- Passage provided:
Wheels [also] provide leverage (in other words, they are examples of force multipliers or simple machines). A cart with bigger wheels is easier to push because its greater-diameter wheels work like bigger levers, multiplying the pulling or pushing force and making it easier to turn the wheels around their axles—in exactly the same way that a long spanner makes it easier to loosen a nut.
. . . By helping us to move loads, harness energy, and transform forces, this simple but amazingly effective invention literally made it possible for people to conquer the world!
The ball or roller bearing is another example of rolling friction reduction where the “road” turns up into a loop that is continuously travelled; one place they find a use is between the wheel and its axle.
Examples of the wheel and axle are ubiquitous. To begin with, let’s first cite the potter’s wheel, one of the most ancient representative of the class. But the wheel and axle has far surpassed this function; it also include doorknobs, steering wheels, turbines, waterwheels, windmills, Ferris wheels, screwdrivers, stopcock valves, winches, capstans, windlasses, and all types of transportation wheels whether attached to wagons, skates, bicycles, hand trucks, wheelbarrows, or motor vehicles.

- Task instructions:
1. In the wheel passage, duplicate the stretch from "The ball or" through "and its axle." word for word.
2. Decide whether each statement agrees with the wheel passage. Answer yes or no, and quote the deciding words from the passage.
(a) A cart with bigger wheels is easier to push.
(b) Ball or roller bearings can be used between the wheel and its axle.
(c) Bigger wheels are compared to a short spanner.
3. In the wheel passage, which example of the wheel and axle is cited first?
The lines after this point play no role here.

- Recorded information:
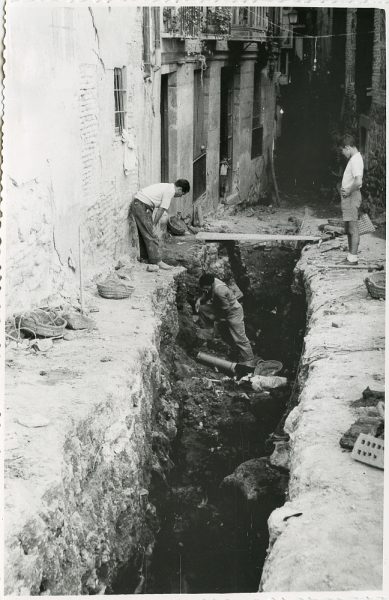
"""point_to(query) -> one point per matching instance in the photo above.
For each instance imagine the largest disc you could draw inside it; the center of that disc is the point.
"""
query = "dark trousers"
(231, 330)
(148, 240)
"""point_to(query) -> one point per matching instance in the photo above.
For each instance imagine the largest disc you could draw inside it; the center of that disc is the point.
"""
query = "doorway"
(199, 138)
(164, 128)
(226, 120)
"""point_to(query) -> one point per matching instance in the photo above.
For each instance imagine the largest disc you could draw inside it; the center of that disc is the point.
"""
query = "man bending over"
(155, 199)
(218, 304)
...
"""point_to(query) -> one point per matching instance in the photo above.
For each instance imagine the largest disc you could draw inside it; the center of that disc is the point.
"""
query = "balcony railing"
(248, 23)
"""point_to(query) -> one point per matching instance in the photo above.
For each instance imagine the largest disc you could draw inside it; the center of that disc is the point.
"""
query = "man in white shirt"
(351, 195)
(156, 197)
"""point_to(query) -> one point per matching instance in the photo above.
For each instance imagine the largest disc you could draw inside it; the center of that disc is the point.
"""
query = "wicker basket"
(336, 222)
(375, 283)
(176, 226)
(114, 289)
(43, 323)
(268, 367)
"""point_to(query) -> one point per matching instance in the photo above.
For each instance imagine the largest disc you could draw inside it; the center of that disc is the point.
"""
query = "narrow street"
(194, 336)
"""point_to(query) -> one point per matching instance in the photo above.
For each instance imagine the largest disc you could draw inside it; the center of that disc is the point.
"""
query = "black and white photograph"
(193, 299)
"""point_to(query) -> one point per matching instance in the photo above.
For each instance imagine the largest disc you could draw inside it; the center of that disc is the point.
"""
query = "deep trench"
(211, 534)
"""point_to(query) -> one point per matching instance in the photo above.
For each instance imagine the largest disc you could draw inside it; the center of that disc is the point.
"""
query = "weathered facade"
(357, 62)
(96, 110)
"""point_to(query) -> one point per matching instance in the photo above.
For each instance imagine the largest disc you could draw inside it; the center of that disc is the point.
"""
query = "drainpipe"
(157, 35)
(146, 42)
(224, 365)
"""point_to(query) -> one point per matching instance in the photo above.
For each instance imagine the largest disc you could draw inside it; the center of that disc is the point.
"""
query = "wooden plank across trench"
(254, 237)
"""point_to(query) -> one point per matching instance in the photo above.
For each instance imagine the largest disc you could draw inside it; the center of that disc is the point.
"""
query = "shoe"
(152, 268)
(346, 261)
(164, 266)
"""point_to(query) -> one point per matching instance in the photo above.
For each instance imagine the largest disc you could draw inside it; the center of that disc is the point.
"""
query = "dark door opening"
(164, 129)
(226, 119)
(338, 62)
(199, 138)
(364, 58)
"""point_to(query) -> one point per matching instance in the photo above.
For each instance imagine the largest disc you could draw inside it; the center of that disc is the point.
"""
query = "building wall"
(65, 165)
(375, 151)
* * *
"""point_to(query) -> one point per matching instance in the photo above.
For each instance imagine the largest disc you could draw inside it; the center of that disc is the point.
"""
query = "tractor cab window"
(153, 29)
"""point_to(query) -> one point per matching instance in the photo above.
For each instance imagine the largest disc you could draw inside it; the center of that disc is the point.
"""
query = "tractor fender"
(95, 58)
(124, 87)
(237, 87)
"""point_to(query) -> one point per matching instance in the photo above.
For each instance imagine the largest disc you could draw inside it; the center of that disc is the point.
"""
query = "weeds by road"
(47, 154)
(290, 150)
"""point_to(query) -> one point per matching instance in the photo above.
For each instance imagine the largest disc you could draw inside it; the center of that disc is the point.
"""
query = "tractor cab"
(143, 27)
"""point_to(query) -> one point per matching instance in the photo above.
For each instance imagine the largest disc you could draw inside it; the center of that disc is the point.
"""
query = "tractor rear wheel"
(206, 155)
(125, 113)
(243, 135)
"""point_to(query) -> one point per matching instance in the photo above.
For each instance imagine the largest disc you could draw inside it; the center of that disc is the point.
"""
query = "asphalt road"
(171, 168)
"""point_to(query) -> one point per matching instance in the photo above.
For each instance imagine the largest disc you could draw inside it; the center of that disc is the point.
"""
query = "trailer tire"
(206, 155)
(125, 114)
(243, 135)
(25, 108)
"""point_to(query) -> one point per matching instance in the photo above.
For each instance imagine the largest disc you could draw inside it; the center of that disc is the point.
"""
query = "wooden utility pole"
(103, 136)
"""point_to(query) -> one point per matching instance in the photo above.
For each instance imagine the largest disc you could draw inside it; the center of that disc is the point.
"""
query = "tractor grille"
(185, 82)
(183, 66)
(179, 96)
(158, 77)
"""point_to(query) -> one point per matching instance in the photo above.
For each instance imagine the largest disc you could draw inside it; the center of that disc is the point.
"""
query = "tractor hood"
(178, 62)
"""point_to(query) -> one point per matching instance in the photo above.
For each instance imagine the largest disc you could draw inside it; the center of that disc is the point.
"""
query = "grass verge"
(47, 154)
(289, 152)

- Answers below:
1.
The ball or roller bearing is another example of rolling friction reduction where the “road” turns up into a loop that is continuously travelled; one place they find a use is between the wheel and its axle.

2.
(a) Yes: "A cart with bigger wheels is easier to push"
(b) Yes: "one place they find a use is between the wheel and its axle"
(c) No: "in exactly the same way that a long spanner makes it easier to loosen a nut"

3. The potter's wheel.